(INPUT MATERIAL):

=== Section Start ===

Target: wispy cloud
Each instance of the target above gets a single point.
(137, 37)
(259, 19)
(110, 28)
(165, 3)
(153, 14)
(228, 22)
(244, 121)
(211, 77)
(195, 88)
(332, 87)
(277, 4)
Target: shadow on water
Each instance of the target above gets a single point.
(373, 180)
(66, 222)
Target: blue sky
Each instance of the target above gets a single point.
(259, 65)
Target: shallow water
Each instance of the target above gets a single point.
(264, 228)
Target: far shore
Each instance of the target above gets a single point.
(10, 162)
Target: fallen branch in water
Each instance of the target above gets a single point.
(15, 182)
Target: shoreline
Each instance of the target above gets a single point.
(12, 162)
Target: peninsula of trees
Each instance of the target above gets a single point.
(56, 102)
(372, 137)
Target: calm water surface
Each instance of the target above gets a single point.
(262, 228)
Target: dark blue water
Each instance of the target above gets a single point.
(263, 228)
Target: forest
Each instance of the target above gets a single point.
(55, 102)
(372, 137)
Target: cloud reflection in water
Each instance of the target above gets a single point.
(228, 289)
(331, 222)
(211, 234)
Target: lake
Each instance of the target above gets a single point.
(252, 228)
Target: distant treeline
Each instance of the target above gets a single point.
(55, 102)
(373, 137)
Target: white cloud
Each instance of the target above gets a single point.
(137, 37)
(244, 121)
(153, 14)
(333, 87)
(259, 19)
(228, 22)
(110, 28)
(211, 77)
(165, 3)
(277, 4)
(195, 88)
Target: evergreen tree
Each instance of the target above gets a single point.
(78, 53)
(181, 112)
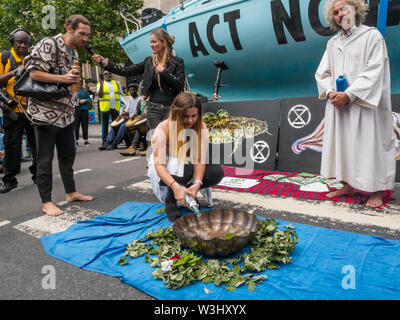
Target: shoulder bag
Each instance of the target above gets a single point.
(25, 86)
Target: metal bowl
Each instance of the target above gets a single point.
(218, 232)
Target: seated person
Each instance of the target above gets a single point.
(177, 165)
(117, 134)
(138, 136)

=== Section End ===

(EXERCISE DETAILS): Only the pictures are dropped when you print the material; everything else is copied exactly.

(ANSWER BOX):
Target: wispy cloud
Each instance of the target above gets a single point.
(137, 37)
(259, 19)
(110, 28)
(165, 3)
(153, 14)
(228, 22)
(244, 121)
(211, 77)
(195, 88)
(332, 87)
(277, 4)
Target: shadow on water
Each instance of the target above gets a single point.
(373, 180)
(66, 222)
Target: blue sky
Each instance of the target above gets a single point.
(259, 65)
Target: shallow water
Each instance of the target above gets a single point.
(264, 228)
Target: far shore
Each instance of the target above gets a single point.
(10, 162)
Target: fallen branch in water
Each instance of the target above gets a single point.
(15, 182)
Target: shoreline
Each instance of the target above gets a single point.
(12, 162)
Target: peninsula of trees
Each instance of the target above gets a single point.
(56, 102)
(372, 137)
Target: calm water surface
Each instance of the target above gets a single point.
(262, 228)
Target: dark blue water
Each instance of the target above gets a single point.
(263, 228)
Target: forest
Each instance of the target above gets a single point.
(55, 102)
(372, 137)
Target: cloud reflection in water
Each instance of the target above gets a single point.
(228, 289)
(331, 222)
(211, 234)
Target: lake
Each instance of the target above gets a single point.
(252, 228)
Target: distant treeline
Each instance of the target above gets a single point.
(55, 102)
(373, 137)
Target: white cloud
Each instance of the target above gets a single point.
(137, 37)
(244, 121)
(153, 14)
(333, 87)
(259, 19)
(228, 22)
(110, 28)
(211, 77)
(165, 3)
(277, 4)
(195, 88)
Target: evergreen tree
Each instance of the target above gets a single point.
(78, 53)
(181, 112)
Target: shoulder bag
Each instance of the target above gets a single point.
(25, 86)
Target: metal bowl
Each instance of the target above gets a single point.
(218, 232)
Target: seated person
Each instance of the target above gets a single point.
(177, 165)
(117, 134)
(138, 136)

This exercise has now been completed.